## [Check your understanding]
**1)** According to the temperature transmitter text, what is the highest thermistor resistance allowed?
**2)** List every frequency value given in the temperature transmitter text.

## [Text under study]
┌──

This design idea illustrates what may be the simplest and smallest temperature transmitter in the VHF 50- to 100-MHz range. As seen in the figure, the design employs an ON SEMI single-gate IC (NL27WZ14). The sensor is a negative-temperature-coefficient 1-kΩ SMD thermistor. It causes an increase in the oscillator frequency as temperature increases. Since the design of the circuit is not critical, the value of C1 can be selected high enough to lower the transmission-frequency band down to 1 MHz if necessary. The thermistor-resistance value, however, is critical and should not exceed 3 kΩ. If the resistance value exceeds this limit, the circuit may not oscillate properly.
The data is transmitted as a slowly modulated FM signal (i.e., the frequency shifts as temperature changes). Therefore, rapid signal modulations, typical in audio FM receiver systems, are not involved in this design. At the receive end, the receiver locks on to the transmission frequency and monitors the frequency variation directly as the temperature signal. C1 must not have a positive temperature coefficient or frequency compensation will be required to cancel the temperature dependency in the R1C1 time constant.

└──

## [Entries shown]

┌──

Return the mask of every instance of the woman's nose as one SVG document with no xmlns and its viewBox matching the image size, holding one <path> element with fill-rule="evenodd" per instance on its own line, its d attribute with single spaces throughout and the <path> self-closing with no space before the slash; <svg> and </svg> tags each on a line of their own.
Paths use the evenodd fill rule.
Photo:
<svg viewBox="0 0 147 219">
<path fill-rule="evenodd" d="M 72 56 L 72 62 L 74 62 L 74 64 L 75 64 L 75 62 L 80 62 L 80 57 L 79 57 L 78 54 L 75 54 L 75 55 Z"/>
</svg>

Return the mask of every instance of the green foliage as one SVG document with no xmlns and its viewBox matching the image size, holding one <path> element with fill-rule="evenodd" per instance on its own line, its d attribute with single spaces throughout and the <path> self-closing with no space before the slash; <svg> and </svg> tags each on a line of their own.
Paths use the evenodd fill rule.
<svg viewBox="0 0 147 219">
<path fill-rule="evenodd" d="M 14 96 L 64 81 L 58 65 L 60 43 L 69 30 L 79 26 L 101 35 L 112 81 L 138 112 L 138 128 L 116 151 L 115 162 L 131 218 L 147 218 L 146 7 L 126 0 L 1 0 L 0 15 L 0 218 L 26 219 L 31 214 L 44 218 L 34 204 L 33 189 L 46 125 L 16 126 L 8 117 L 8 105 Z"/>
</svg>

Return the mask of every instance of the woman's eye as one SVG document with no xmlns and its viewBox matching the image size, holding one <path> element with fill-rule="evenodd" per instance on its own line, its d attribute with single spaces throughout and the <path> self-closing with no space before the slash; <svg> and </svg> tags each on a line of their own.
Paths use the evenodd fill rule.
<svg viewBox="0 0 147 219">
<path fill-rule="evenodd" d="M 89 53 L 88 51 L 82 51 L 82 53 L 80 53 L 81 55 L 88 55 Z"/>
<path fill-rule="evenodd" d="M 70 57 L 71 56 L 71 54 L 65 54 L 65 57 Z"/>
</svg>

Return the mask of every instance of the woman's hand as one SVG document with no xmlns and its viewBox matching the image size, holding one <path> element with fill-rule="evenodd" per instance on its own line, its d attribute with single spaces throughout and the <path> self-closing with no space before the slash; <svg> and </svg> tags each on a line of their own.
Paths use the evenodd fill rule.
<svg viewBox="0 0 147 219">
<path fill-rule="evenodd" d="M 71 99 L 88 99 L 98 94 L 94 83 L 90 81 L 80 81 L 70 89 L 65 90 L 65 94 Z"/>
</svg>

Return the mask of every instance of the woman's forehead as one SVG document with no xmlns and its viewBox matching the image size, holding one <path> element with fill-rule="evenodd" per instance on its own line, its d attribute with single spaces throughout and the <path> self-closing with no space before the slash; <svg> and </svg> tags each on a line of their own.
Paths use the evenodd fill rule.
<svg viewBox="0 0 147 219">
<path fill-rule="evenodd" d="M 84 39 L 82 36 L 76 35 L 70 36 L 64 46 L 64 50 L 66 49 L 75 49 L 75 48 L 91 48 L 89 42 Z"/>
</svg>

└──

## [Answers by item number]
**1)** 3 kΩ

**2)** 50 MHz, 100 MHz, 1 MHz